- _INSTRUCTIONS FOR THE TASK_
Print each line of the listing once more, precisely as given.

Data records
***

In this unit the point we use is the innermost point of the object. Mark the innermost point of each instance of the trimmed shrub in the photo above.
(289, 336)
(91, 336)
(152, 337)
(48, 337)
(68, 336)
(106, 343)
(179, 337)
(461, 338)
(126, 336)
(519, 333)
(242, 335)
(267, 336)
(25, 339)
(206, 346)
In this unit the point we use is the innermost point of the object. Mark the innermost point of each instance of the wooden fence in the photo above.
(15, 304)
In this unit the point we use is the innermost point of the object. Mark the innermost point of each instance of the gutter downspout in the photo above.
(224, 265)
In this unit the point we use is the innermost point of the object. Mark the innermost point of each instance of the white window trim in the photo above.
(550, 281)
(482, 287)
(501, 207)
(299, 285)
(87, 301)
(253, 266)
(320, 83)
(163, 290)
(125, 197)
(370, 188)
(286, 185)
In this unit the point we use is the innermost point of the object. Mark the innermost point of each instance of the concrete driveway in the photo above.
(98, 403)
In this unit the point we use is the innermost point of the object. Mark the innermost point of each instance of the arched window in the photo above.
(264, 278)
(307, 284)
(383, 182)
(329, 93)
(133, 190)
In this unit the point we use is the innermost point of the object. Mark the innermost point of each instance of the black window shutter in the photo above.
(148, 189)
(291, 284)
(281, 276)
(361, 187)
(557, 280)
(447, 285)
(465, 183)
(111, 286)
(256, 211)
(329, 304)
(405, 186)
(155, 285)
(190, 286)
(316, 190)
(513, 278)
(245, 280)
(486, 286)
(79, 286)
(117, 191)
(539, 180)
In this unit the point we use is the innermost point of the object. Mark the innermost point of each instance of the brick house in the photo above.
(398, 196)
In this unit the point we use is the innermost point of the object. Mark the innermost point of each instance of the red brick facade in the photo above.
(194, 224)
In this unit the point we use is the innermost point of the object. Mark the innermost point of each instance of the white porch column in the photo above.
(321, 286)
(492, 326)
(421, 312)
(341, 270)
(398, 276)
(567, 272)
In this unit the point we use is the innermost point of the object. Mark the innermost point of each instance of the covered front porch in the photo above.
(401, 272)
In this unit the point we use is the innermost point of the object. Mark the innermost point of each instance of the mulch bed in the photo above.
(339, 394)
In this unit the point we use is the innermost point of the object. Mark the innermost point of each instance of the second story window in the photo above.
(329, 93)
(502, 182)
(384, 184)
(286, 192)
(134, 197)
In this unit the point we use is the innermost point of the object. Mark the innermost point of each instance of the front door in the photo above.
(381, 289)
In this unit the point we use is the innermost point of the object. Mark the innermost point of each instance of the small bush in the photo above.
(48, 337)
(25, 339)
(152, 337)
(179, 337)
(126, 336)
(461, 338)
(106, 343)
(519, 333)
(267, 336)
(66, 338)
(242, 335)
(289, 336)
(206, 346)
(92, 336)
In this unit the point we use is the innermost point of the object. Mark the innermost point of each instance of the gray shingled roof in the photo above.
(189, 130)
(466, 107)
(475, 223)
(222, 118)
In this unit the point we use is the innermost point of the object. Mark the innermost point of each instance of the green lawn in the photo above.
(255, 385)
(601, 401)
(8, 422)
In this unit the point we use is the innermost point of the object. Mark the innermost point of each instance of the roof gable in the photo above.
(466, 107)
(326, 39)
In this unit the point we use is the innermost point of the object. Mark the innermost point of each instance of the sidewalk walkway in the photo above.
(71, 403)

***

- _EXERCISE SOLUTION_
In this unit the point we use is the innermost point of the object. Mark the innermost point of each instance of the trimmed shrub in the photo above.
(289, 336)
(91, 336)
(152, 337)
(48, 337)
(68, 336)
(106, 343)
(179, 337)
(461, 338)
(126, 336)
(519, 333)
(242, 335)
(267, 336)
(25, 339)
(206, 346)
In this unit the point we use is the innermost point of the object. Mark the innermost point of each instance of the wooden fence in the photo above.
(15, 304)
In this unit the point we use is the innermost point of the object. Mark the innermost point of each instance of the gutter downspout in the photo above.
(224, 265)
In this unit the point we use is the innermost point of the object. Mark the innermost point of each instance of the white window trim in the photo above.
(550, 281)
(482, 287)
(501, 207)
(299, 285)
(87, 301)
(253, 266)
(320, 83)
(163, 290)
(125, 197)
(370, 188)
(286, 185)
In this unit the point we use is the innermost point of the object. Mark the innermost point of each instance of the concrete driveway in the photo above.
(98, 403)
In this unit the point we use is the innermost point of the object. Mark the innermost point of each instance of the arched window in the photo above.
(264, 278)
(307, 284)
(383, 182)
(329, 93)
(133, 190)
In this unit the point we use is the innermost point of the object. Mark the innermost point of each instance of the black window shutter in the photo above.
(148, 189)
(291, 284)
(281, 276)
(361, 187)
(557, 280)
(447, 285)
(465, 183)
(111, 286)
(256, 211)
(329, 304)
(405, 186)
(155, 285)
(190, 286)
(316, 190)
(513, 278)
(245, 280)
(486, 286)
(79, 286)
(117, 191)
(539, 180)
In this unit the point we use is the innermost point of the object. Mark the innermost point of each instance of the brick house in the photo above.
(398, 196)
In this unit the point we use is the innermost point of the object. Mark the innermost point of each instance of the red brick facade in the photo above.
(194, 224)
In this unit the point we use is the innermost point of the object. Mark the innermost point of each instance of the white porch column in the photo above.
(321, 286)
(492, 326)
(421, 312)
(341, 270)
(398, 276)
(567, 272)
In this unit the point we use is the innermost point of the object. Mark the innermost point of each instance of the covered front porch in the photo above.
(401, 272)
In this unit the point we use is the innermost point of the object. Mark the innermost point of each instance of the mulch bed in the photo above.
(339, 394)
In this unit the point we use is the innermost point of the object. Mark the innermost point of each instance of the second story window in the photo above.
(329, 93)
(502, 182)
(384, 184)
(286, 192)
(134, 197)
In this unit the point we use is the innermost point of the object. Mark the innermost point of each instance of the front door in the photo above.
(381, 289)
In this unit the point we use is the innermost point of the object. Mark the innermost point of each instance of the small bush in the photo above.
(48, 337)
(25, 339)
(152, 337)
(179, 337)
(126, 336)
(461, 338)
(106, 343)
(519, 333)
(267, 336)
(66, 338)
(242, 335)
(289, 336)
(206, 346)
(92, 336)
In this unit the point we use is the innermost point of the object. Mark the innermost point of each instance of the gray shingled roof in the photo above.
(189, 130)
(466, 107)
(475, 223)
(222, 118)
In this unit the point we use is the innermost point of the object. Mark the innermost point of each instance of the green lawn in the photo above.
(255, 385)
(601, 401)
(8, 422)
In this unit the point we use is the innermost point of the object. Mark the innermost point of each instance of the roof gable in the photo above.
(466, 107)
(326, 39)
In this unit the point we use is the innermost point of the object. Mark the innermost point of each instance of the sidewalk walkway in the photo above.
(71, 403)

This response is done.